**Exercise:**
Your output should match the listing below word for word, without any images.

========================

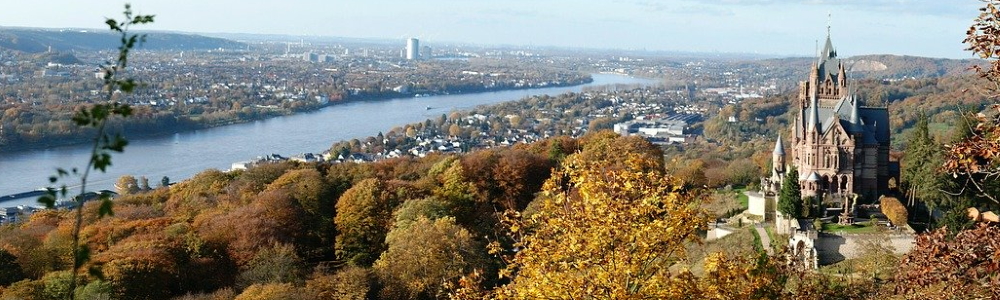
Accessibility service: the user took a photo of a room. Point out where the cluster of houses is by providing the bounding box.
[0,189,116,225]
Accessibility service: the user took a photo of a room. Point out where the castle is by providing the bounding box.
[762,30,897,203]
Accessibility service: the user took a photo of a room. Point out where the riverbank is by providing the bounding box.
[0,73,653,198]
[0,77,593,153]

========================

**Response to the exercise:**
Accessibility service: the user took a photo of a room. Point out where the cluster of houses is by providing the bounding box.
[0,189,116,225]
Accessibility service: the user took a photo of a room. Point out where the castle is by providing the bounding box.
[762,30,897,203]
Accessibility service: the user took a photo of a room. Point out where the riverbank is by providing the bounding box.
[0,73,653,198]
[0,77,593,153]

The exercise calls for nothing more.